Written instruction
Summarize the photographers association constitution shown below in two sentences.

Text shown
CONSTITUTION OF MONTANA PROFESSIONAL PHOTOGRAPHERS ASSOCIATION
Revised & Amended 2018
As passed April 29, 2018
Article 1
Name
The name of this organization shall be Montana Professional Photographers Association.
Article 2
Objective
To encourage and foster:
(a) Higher ideals of professional photography
(b) High ethical standards in business and our profession
(c) The advancement of understanding, goodwill and peace through
a state fellowship of business men and women united in professional photography
(d) This organization shall be a nonprofit organization, and no benefits shall inure to the benefit of any
individual member, and in the event of dissolution, any assets remaining shall be delivered to an
organization recognized by the Internal Revenue Service as a nonprofit charitable tax-exempt organization.
Article 3
Membership
Section 1. Kinds: There may be four kinds of membership: Active, Associate, Aspiring and Student
Section 2. Qualifications:
Active membership: Men and women of good character and good business reputation; engaged as proprietor,
partner, corporate officer or manager of any worthy state professional photographic business are entitled to vote and hold office.
Associate Membership: Associate members include spouses, employees, and manufacturer representatives.
Aspiring Membership: For an individual just entering the profession as a photographer; for first time members only.
Aspiring membership will automatically up-graded to Active Member in two years or if requested, after one year.
Student Membership: Students of approved schools in the photography field. The board of directors will be the
deciding factor as to which schools will be approved. This membership will automatically up-graded to Active
Member one year after the individual leaves school or at any time if requested.
Section 3. Qualifications:
Associate membership: Members shall have no vote nor be eligible to hold any office in the association. Shall have
no interest in any property of the association, but shall be entitled to attend all meetings and enjoy all other
privileges of the association.
Article 4
Duration of membership
Section 1. Period: Active or associate membership shall endure for life, unless terminated as hereinafter provided.
(a) Nonpayment of dues shall result in automatic suspension of membership. Membership shall be suspended
for nonpayment of dues but can be reinstated by payment of current year's dues plus an additional fee as
determined by the board.
(b) All members shall subscribe to and be governed by the Code of Ethics adopted by the Association. The
Code of Ethics shall be a part of the application for membership to this organization.
(c) Code of Ethics
I will:
(1) Endeavor to maintain dignity of manner in my behavior, in the presentation of my photography and
photographic services, in my appearance and that of my studio or place of business, and in all other forms
of public contact.
(2) Observe the highest standard of honesty in all my transactions, avoiding the use of false, confusing,
inaccurate and misleading terms, descriptions and claims.

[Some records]
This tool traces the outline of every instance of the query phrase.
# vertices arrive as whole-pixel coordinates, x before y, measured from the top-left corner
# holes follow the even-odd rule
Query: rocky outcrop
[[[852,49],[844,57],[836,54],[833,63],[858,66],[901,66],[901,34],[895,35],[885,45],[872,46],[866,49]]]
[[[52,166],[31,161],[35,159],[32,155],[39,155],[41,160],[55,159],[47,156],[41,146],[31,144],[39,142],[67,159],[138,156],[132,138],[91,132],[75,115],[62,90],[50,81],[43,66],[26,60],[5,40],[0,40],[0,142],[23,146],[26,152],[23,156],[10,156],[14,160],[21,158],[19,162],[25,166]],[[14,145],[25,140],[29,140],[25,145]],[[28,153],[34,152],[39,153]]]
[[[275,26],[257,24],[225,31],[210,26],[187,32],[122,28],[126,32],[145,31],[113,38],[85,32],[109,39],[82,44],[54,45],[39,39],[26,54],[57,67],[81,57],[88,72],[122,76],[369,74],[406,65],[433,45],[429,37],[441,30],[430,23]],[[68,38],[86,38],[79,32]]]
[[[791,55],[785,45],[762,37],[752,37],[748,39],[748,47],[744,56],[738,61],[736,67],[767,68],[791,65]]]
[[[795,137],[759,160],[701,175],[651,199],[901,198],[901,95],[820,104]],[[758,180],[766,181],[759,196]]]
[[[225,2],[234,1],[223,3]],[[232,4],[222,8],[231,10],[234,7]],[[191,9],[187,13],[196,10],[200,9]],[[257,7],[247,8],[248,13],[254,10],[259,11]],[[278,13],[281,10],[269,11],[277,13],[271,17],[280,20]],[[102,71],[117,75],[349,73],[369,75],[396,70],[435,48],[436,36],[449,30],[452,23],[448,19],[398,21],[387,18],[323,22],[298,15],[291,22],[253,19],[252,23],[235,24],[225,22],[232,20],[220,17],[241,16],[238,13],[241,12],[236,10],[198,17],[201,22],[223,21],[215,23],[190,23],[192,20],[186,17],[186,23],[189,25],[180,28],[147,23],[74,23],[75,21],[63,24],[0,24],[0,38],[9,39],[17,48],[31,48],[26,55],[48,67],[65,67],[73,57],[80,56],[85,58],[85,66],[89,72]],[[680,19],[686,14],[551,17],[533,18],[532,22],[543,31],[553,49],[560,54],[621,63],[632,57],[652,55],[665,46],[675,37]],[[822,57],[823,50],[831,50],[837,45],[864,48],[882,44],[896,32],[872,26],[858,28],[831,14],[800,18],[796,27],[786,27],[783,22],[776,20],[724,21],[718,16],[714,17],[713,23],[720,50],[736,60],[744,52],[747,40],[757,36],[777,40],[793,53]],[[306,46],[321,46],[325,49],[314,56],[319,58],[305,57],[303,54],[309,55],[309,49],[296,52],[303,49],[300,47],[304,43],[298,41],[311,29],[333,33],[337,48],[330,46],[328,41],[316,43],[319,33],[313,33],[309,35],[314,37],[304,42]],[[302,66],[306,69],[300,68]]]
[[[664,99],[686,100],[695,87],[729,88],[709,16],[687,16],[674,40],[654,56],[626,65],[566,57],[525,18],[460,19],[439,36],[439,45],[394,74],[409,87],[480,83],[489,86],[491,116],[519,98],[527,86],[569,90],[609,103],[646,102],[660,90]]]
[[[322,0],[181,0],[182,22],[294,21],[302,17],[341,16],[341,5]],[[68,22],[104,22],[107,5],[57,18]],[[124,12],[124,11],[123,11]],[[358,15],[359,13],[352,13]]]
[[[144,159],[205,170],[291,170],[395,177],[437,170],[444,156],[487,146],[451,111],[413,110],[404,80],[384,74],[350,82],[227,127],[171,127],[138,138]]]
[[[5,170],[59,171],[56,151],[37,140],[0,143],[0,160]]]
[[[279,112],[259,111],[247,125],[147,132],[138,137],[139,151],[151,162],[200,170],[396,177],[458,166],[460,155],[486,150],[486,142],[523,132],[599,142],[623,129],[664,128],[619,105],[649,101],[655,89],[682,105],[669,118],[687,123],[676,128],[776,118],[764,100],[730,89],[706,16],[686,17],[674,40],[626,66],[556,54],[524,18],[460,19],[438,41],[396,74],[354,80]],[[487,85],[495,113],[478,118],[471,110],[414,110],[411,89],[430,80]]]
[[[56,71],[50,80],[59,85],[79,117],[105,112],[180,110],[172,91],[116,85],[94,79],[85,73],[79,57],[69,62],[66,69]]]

Response
The Montana Professional Photographers Association is a nonprofit organization that seeks to encourage higher ideals of professional photography and high ethical standards in business and the profession. It offers Active, Associate, Aspiring and Student memberships, suspends membership automatically for nonpayment of dues, and requires all members to subscribe to and be governed by its Code of Ethics.